Please change "bar stool" to "counter stool" in the stretch of records from the line that contains "Where can you spot the white stair riser?" through the line that contains "[[350, 122], [349, 267]]", and give back only those lines with everything else unchanged.

◆ Records to use:

• • • •

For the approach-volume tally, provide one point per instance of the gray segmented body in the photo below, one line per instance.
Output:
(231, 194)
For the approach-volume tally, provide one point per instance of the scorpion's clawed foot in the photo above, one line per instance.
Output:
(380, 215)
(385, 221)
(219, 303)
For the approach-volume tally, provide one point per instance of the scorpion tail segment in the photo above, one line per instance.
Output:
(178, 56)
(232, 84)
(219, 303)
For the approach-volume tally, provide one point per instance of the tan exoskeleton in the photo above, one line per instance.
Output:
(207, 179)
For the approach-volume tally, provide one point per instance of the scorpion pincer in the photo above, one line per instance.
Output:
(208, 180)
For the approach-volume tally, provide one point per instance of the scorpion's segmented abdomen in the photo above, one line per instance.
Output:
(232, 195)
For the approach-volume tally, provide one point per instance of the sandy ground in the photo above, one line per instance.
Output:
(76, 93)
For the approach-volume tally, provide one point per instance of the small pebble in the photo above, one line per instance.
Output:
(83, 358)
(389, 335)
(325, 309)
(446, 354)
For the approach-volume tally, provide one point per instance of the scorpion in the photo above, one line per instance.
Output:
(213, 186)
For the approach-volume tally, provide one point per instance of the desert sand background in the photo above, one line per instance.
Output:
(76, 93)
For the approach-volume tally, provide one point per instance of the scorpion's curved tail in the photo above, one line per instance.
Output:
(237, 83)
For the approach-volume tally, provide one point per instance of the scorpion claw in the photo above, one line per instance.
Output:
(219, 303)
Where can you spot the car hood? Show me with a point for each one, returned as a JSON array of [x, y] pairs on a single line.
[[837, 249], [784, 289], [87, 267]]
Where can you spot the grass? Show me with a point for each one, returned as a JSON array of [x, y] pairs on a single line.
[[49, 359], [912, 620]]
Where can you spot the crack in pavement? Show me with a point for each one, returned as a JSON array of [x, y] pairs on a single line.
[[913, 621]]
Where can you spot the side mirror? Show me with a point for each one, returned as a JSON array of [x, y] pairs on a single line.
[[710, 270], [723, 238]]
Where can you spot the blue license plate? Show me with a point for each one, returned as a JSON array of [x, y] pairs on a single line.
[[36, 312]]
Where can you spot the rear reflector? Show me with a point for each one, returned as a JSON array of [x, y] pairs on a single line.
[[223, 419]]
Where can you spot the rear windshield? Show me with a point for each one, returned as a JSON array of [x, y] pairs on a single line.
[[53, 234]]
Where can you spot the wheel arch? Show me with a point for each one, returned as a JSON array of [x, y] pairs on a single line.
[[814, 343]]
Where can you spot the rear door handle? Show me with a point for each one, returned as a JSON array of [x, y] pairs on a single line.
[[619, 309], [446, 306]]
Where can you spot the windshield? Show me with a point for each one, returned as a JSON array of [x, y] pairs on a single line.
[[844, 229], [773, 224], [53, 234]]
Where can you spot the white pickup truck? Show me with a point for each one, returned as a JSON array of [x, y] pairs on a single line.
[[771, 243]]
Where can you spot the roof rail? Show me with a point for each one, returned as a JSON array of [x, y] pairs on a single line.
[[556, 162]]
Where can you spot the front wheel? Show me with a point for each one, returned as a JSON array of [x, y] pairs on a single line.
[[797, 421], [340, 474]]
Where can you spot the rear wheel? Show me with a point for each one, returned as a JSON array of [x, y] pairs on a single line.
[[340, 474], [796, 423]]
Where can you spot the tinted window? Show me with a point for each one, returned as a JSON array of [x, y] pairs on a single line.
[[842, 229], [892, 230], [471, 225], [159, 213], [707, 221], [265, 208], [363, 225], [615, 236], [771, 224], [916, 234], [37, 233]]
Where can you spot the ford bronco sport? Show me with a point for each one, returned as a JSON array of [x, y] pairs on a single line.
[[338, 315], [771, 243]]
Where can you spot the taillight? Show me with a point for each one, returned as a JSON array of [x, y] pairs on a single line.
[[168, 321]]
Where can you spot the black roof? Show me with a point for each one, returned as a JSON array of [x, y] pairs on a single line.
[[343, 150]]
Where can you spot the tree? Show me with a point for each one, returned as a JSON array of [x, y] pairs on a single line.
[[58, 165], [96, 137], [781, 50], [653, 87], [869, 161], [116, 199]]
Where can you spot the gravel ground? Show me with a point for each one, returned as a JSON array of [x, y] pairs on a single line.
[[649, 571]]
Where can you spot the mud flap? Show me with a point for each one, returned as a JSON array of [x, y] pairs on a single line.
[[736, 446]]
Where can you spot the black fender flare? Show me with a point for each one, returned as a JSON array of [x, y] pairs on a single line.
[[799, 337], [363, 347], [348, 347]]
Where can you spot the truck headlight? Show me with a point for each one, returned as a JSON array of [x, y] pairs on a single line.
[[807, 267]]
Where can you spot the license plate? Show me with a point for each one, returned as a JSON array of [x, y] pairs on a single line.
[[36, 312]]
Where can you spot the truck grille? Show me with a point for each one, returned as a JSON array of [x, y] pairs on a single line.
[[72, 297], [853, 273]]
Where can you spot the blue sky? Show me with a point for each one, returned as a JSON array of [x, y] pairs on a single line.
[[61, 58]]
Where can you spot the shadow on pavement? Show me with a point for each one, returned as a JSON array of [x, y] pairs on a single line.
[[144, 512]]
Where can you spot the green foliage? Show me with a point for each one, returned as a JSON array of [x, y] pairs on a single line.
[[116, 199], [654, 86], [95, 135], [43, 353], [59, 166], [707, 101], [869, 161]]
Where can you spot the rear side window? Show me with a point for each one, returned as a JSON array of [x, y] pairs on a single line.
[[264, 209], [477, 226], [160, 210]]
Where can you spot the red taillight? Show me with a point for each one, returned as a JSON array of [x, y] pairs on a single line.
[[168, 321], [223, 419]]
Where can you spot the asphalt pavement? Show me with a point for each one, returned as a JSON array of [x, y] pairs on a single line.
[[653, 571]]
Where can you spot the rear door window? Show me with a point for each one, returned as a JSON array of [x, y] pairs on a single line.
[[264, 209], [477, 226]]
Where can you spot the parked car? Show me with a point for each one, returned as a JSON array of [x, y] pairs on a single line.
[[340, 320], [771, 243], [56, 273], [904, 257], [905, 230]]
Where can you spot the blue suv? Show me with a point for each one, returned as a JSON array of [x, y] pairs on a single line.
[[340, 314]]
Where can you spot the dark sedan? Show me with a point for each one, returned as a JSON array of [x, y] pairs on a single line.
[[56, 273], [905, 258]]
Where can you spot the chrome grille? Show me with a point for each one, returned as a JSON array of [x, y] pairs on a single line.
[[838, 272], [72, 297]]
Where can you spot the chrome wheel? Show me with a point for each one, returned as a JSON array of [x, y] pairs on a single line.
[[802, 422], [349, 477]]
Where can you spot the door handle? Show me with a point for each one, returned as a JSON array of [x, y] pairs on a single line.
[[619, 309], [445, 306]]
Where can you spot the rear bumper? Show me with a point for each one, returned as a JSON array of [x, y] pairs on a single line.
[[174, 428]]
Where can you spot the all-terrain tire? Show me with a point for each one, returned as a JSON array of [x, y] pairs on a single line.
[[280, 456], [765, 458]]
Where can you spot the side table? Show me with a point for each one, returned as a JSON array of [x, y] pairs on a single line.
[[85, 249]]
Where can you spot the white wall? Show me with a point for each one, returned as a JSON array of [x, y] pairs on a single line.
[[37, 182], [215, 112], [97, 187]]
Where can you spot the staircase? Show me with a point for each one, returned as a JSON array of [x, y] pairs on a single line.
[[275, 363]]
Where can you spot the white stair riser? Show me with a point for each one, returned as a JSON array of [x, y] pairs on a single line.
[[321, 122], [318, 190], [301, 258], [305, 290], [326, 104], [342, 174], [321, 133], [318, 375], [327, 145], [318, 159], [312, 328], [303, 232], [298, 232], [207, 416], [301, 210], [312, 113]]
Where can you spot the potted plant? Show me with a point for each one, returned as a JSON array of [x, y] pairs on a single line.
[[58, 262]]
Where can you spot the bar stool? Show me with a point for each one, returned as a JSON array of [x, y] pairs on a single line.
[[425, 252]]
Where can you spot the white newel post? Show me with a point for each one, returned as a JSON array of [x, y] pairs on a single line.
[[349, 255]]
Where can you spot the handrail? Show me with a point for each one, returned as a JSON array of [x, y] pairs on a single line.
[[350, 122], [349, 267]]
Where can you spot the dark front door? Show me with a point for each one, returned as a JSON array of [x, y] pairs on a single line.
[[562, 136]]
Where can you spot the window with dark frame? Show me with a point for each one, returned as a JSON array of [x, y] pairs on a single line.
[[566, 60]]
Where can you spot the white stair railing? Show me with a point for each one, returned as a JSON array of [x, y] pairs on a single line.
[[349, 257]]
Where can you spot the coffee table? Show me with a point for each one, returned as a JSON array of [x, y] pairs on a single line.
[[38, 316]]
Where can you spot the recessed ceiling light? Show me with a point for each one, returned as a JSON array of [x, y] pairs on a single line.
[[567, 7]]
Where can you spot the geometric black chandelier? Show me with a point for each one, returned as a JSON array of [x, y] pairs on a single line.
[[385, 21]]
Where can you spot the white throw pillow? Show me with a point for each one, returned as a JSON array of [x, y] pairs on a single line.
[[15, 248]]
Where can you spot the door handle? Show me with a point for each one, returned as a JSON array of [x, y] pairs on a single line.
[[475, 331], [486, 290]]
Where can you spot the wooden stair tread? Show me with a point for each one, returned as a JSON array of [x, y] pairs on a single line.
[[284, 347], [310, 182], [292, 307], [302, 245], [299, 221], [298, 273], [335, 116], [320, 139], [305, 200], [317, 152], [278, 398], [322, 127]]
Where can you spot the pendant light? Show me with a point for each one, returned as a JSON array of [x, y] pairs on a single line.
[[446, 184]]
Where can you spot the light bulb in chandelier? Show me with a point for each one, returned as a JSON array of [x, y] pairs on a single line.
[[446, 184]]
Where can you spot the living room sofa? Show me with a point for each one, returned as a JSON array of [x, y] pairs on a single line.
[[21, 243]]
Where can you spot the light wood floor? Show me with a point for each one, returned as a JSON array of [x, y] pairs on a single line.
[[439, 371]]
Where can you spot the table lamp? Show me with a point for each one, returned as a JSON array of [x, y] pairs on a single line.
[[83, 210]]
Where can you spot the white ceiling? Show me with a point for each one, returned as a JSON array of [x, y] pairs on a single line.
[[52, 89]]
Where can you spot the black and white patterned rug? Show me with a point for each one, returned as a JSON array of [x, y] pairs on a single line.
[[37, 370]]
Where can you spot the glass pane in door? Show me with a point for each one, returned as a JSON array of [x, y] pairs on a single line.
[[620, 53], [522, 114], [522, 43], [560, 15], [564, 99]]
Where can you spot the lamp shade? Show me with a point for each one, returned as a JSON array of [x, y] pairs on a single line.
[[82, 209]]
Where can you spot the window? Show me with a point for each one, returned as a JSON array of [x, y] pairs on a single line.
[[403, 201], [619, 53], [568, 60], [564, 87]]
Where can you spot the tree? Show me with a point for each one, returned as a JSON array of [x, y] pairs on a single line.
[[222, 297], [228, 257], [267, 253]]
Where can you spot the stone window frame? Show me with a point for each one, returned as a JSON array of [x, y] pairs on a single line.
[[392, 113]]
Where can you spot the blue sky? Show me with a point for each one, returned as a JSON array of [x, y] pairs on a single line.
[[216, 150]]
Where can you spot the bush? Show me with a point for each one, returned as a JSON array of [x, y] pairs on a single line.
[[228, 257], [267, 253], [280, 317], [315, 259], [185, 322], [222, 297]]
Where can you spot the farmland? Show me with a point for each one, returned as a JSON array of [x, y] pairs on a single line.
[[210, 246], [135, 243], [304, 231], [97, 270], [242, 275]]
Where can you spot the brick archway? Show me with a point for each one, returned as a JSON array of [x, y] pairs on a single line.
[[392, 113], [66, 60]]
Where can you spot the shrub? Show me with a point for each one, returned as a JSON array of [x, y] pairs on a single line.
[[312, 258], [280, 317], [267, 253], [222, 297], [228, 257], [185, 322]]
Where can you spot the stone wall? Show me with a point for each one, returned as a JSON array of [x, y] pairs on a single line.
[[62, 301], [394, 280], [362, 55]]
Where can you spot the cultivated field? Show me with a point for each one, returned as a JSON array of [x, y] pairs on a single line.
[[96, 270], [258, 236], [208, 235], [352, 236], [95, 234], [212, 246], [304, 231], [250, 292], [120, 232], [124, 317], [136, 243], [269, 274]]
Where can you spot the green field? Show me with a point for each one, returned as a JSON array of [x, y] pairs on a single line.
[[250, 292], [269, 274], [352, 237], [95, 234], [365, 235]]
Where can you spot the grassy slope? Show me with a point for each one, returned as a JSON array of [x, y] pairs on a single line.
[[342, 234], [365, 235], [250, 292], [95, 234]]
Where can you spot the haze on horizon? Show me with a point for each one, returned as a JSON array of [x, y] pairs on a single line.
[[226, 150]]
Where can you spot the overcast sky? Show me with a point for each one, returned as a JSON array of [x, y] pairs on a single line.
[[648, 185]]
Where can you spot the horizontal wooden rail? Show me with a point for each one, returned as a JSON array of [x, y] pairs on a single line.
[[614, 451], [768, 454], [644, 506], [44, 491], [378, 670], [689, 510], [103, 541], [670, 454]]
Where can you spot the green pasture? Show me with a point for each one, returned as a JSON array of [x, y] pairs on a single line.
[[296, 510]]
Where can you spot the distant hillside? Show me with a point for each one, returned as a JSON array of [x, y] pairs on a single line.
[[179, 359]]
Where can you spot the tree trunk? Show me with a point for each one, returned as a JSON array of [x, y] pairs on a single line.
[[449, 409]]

• • • •

◆ Solution:
Where can you spot the white stair riser? Show me with a point for each one, returned as a JSON array of [x, y] pairs on a single line.
[[321, 122], [318, 190], [301, 258], [305, 290], [326, 104], [342, 174], [321, 133], [318, 375], [327, 145], [318, 159], [312, 328], [303, 232], [298, 232], [207, 416], [301, 210], [312, 113]]
Where can you spot the potted plant? Show me with a point for each one, returned as a JSON array of [x, y] pairs on a single line.
[[58, 262]]
Where can you spot the counter stool? Show me with a point for each one, returned as a JSON array of [x, y] pairs on a single line.
[[425, 252]]
Where can you spot the white newel post? Show me with a point for each one, returned as a JSON array of [x, y] pairs on a single line.
[[349, 255]]
Where can you spot the handrail? Show me with a point for each one, returned as a JSON array of [x, y] pairs on a single line.
[[350, 122], [349, 267]]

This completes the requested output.